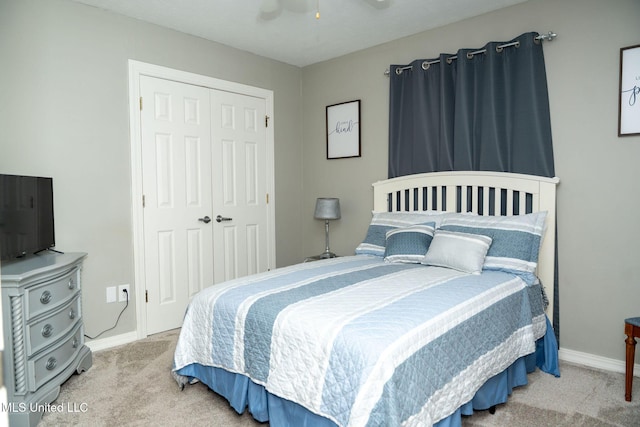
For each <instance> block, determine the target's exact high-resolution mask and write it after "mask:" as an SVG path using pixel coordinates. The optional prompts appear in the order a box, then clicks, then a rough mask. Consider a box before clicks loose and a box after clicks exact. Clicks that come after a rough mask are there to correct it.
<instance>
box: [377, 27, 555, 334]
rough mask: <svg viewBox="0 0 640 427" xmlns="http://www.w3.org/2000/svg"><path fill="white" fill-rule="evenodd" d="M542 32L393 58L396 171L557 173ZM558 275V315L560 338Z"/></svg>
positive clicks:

+===+

Exercise requirements:
Copy the text of the entries above back out word for word, leaving the pictures out of your reply.

Answer area:
For each <instance> block, determine the target's exact high-resolution mask and write it after "mask:" as an SVG path using pixel coordinates. The optional prompts appear in the order a box, then clicks, then a rough mask. Consider a box before clicks loose and a box after clicks exact. Clicks that come after a rough mask are there to correct it.
<instance>
box: [377, 27, 555, 334]
rough mask: <svg viewBox="0 0 640 427" xmlns="http://www.w3.org/2000/svg"><path fill="white" fill-rule="evenodd" d="M542 32L393 58L396 171L557 173ZM558 275V315L560 338Z"/></svg>
positive clicks:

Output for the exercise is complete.